- _What is needed_
Can you continue the aquarium plant identification thread from where it stops?

# Help identify this plant



## Rony1107 (Dec 25, 2009)

Help identify this plant


----------



## Cavan Allen (Jul 22, 2004)

Maybe _Hygrophila polysperma_, but it's hard to say from the photo. Are the stems pubescent?


----------



## Rony1107 (Dec 25, 2009)

No its not Hygrophila plysperma coz I have it in my aquarium. The guy I got from has so many plants in his 450 ltrs aquarium that he doesn't remember the name. I try to remove n photograph the plant outside water.


----------



## miremonster (Mar 26, 2006)

Emersed H. polysperma can look like Your plant, furthermore H. polysperma is a variable species with several forms. But the plant might also be Staurogyne repens. If You find at least few hairs on the stem (better visible with a magnifier) it's surely a Staurogyne.


----------



## Rony1107 (Dec 25, 2009)

- _Entries shown_
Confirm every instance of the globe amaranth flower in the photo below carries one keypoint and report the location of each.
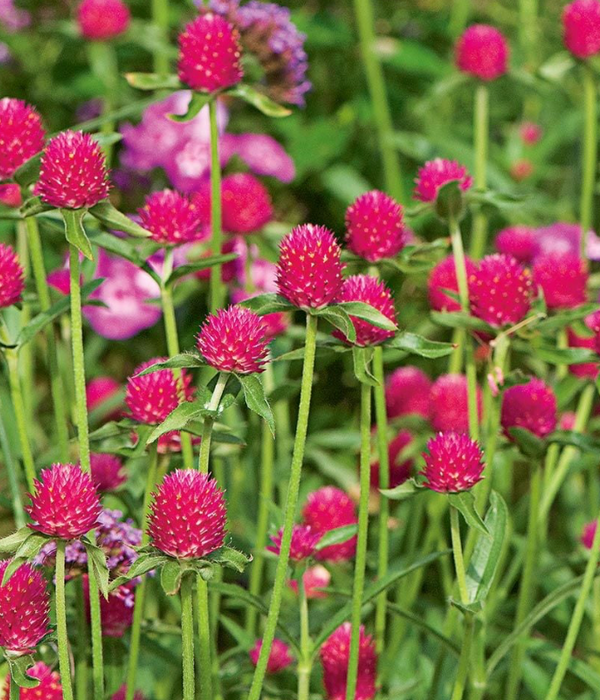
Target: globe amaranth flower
(24, 608)
(500, 290)
(209, 54)
(581, 28)
(309, 270)
(100, 20)
(407, 393)
(73, 172)
(280, 656)
(326, 509)
(21, 135)
(304, 541)
(171, 218)
(482, 51)
(443, 277)
(368, 290)
(49, 687)
(12, 277)
(449, 403)
(335, 656)
(531, 406)
(65, 504)
(234, 340)
(453, 463)
(563, 279)
(188, 515)
(375, 226)
(439, 172)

- _Written answer_
Yes the plant stem does have tiny hair like structure. At first I thought they're hair algae. But even after using mild bleach solution to clean the plants it did not disappear the plants r fine. So its Staurogyne for sure. Thnx


----------



## Juan Felipe (Sep 19, 2011)

Hello
By leaf structure, appearance and especially the color, I say that is a _Alternanthera Ficcoides_, popularly known in Brazil as "parakeet."


----------



## Cavan Allen (Jul 22, 2004)

It's definitely not _Alternanthera ficoidea_. It's kind of hard to tell from the photo, but I agree with miremonster that it's likely _Staurogyne repens_.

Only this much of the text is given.